━━ Selected passage ━━

Conservative MP Charlie Elphicke has said he does not know the nature of the "serious allegations" his party says have been referred to police.
The Dover and Deal MP was suspended late on Friday, Tory chief whip Julian Smith confirmed, but there was no elaboration on the claims at the centre of the action.
The senior backbencher denied any wrongdoing and said the media had been informed of his suspension before he knew of it.
He tweeted: "The party tipped off the press before telling me of my suspension.
"I am not aware of what the alleged claims are and deny any wrongdoing."
Mr Elphicke, 46, has been the MP for Dover and Deal since 2010, and was a government whip between 2015 and 2016, standing down from that role after Theresa May replaced David Cameron as Prime Minister.
He also sits on the Commons Treasury Select Committee and is a member of the European Research Group of pro-Brexit Tory MPs.
The allegations come as Westminster is rocked by claims that some think will be "bigger than expenses".

━━━

Exercise instructions:
(1) According to the news report, since what year has Charlie Elphicke been the MP for Dover and Deal?
(2) Using the news report, explain why Elphicke said the media knew of his suspension before he did.

━━ Data excerpts ━━

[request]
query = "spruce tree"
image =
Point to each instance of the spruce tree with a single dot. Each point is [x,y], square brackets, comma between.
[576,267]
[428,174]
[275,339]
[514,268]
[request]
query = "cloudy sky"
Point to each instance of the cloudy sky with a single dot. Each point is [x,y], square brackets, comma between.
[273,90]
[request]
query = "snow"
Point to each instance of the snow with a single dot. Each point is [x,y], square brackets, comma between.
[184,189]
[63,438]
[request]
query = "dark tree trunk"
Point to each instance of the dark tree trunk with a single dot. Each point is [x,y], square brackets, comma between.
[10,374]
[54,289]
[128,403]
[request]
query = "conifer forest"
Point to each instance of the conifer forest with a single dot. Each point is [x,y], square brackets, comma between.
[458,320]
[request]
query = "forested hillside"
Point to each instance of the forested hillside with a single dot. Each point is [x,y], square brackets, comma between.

━━━

List of solutions:
(1) 2010

(2) In a tweet, he said the party had tipped off the press before telling him that he was suspended.